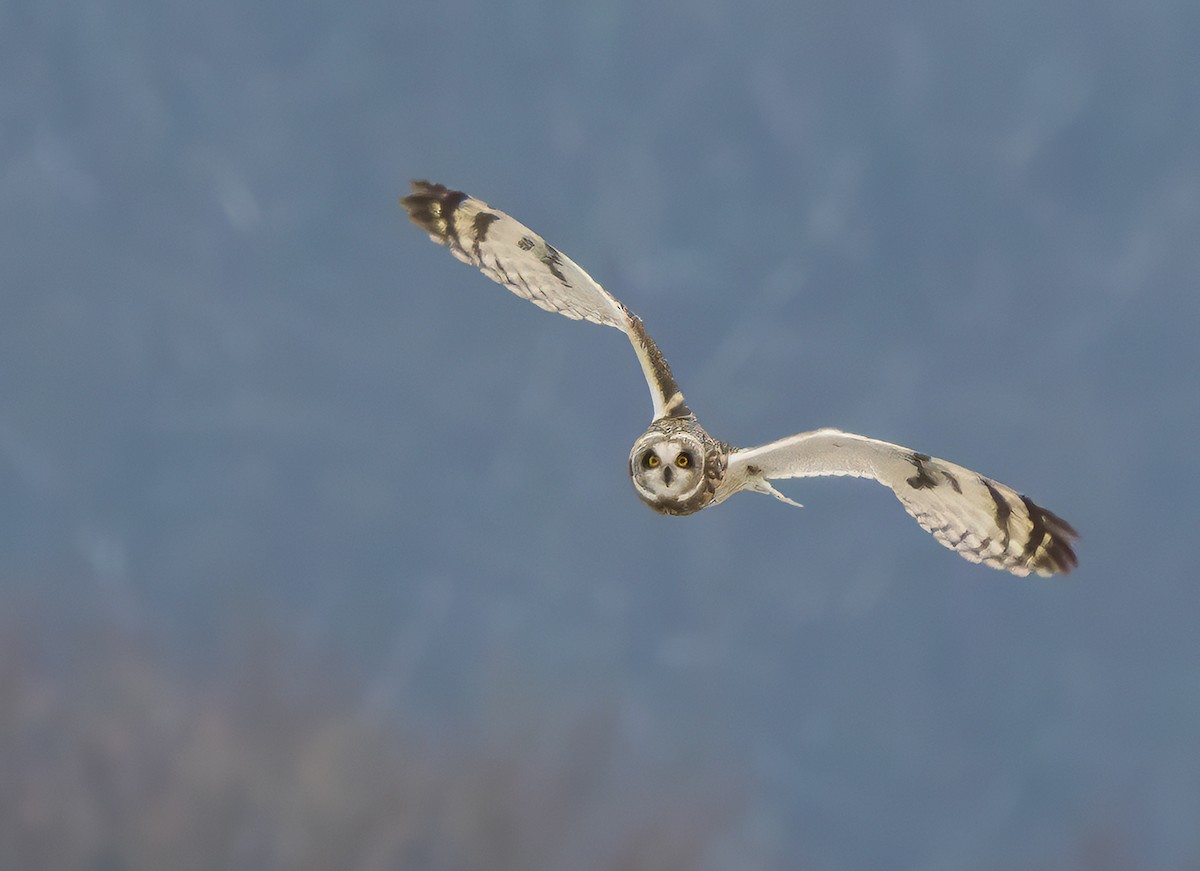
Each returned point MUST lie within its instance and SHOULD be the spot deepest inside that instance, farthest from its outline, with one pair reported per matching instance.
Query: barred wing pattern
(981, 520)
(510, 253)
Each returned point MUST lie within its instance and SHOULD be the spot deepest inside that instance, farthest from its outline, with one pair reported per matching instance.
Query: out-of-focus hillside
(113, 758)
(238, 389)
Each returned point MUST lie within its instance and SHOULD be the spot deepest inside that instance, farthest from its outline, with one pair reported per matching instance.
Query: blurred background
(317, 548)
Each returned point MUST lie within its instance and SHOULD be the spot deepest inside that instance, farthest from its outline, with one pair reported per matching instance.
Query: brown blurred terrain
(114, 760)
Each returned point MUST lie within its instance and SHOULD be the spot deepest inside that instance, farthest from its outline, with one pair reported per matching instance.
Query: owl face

══════════════════════════════

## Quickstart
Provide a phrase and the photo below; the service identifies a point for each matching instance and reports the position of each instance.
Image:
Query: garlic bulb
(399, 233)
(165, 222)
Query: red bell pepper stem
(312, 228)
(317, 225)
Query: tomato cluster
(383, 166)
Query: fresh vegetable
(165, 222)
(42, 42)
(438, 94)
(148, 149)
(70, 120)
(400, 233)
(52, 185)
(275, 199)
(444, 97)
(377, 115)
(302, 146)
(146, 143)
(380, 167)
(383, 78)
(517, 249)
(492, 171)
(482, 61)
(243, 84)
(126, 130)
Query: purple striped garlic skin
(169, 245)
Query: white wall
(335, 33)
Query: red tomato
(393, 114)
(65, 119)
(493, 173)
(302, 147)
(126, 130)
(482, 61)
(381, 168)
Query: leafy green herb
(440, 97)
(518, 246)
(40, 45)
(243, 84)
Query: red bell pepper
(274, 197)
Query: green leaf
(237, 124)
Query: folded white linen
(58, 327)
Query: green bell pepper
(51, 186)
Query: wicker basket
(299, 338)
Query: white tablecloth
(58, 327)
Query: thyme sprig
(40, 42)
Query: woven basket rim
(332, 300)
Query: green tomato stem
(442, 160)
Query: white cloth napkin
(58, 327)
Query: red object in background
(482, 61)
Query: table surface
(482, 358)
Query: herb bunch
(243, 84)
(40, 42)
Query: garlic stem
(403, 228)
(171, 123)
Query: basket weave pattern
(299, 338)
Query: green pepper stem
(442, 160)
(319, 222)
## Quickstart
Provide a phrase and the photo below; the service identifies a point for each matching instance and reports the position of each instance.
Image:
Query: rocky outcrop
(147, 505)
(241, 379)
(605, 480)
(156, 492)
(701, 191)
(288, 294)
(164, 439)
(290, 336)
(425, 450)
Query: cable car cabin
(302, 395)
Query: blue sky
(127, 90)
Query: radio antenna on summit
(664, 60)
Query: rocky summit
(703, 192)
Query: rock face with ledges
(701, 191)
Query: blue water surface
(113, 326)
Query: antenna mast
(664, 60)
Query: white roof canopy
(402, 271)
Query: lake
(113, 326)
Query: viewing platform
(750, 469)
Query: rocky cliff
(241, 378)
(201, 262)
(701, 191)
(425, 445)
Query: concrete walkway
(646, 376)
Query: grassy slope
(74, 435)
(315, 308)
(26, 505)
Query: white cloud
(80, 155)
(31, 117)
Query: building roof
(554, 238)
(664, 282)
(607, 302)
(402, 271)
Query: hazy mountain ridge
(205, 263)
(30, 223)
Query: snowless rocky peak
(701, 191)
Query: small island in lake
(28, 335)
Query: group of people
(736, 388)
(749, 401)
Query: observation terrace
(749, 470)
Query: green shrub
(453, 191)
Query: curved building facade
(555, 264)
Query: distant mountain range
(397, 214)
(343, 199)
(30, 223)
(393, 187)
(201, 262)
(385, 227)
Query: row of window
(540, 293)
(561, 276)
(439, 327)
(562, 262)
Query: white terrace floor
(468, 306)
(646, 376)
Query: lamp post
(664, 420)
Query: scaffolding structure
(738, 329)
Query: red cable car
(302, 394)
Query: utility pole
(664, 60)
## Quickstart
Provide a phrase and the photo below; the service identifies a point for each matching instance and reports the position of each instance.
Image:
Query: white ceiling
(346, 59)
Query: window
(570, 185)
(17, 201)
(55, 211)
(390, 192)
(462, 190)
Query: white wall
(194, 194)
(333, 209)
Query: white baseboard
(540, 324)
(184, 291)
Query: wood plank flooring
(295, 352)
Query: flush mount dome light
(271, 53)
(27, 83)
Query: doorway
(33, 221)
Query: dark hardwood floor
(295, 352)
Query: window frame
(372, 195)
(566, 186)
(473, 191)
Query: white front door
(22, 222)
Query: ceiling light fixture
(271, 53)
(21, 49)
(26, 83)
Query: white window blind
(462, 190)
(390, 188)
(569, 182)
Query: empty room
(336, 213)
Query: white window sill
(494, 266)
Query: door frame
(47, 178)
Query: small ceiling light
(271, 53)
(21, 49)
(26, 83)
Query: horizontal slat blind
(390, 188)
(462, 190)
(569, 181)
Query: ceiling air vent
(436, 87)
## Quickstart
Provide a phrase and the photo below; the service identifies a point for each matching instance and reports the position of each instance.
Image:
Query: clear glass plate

══════════════════════════════

- _BRIEF_
Look above for the line holding "Query: ceiling air vent" and the line holding "Query: clear glass plate". Retype both, and every line between them, word for word and nothing else.

- _THE ANSWER_
Query: ceiling air vent
(436, 87)
## Quickstart
Provide a phrase and the photo below; the service identifies a point for each matching instance and reports the position of each instance.
Image:
Query: clear glass plate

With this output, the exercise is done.